** start of Document **
In 1962 Frank Brown and Bill "Big Willie" George navigated from San Marcos to Corpus Christi without a motor. In 1963 they created the Texas Water Safari which would become an annual race.

==Course==
The course includes natural rivers like the San Marcos, with rapids and dams. Most boats destroyed on the course are lost in the upper river. The San Marcos River converges with the Guadalupe River and becomes wider and slower. The main dangers in the middle river are sweepers, downed trees, logjams and dams. Near the end of the course there are lakes and swamps, and it ends with a crossing of the San Antonio Bay. Other challenges include alligators, sharks, water moccasin, fire ants, and mosquitos.

There are 11 checkpoints including the finish line. Their locations are published and they are staffed with officials. Each checkpoint has a cutoff time the racers must meet or be disqualified. The final cutoff time at the finish is 100 hours. The team captain of each team must be present at the checkpoint to sign off the team's time as the team leaves. Checkpoints:
- Staples Dam
- Luling 90
- Palmetto State Park
- Gonzales Dam
- Hochheim
- Cuero 766 (Cheapside)
- Cuero 236
- Victoria City Park
- Swinging Bridge (often referred to as Invista or Dupont)
- Calhoun Riverside RV Retreat
- Seadrift

==Records==
Athletes compete in classes. The Unlimited class has no restriction, except that the watercraft is powered only by human muscle, and restricted since 2006 to crews no greater than six. Attempts have been made to race craft of unconventional form, but the best results have been achieved by well-trained teams in crewboats.
** end of Document **
Rewrite the Texas Water Safari text from "- Cuero 236" up to and including "teams in crewboats.", replacing "watercraft" with "vessel".
** start of Stored data **
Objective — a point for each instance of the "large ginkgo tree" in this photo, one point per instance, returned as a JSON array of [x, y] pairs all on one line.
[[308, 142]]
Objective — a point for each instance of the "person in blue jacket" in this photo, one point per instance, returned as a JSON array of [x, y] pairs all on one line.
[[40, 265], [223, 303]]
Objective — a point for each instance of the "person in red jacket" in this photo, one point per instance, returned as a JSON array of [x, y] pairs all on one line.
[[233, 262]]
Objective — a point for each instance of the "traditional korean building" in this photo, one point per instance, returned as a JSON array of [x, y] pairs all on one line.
** end of Stored data **
Written solution
- Cuero 236
- Victoria City Park
- Swinging Bridge (often referred to as Invista or Dupont)
- Calhoun Riverside RV Retreat
- Seadrift

==Records==
Athletes compete in classes. The Unlimited class has no restriction, except that the vessel is powered only by human muscle, and restricted since 2006 to crews no greater than six. Attempts have been made to race craft of unconventional form, but the best results have been achieved by well-trained teams in crewboats.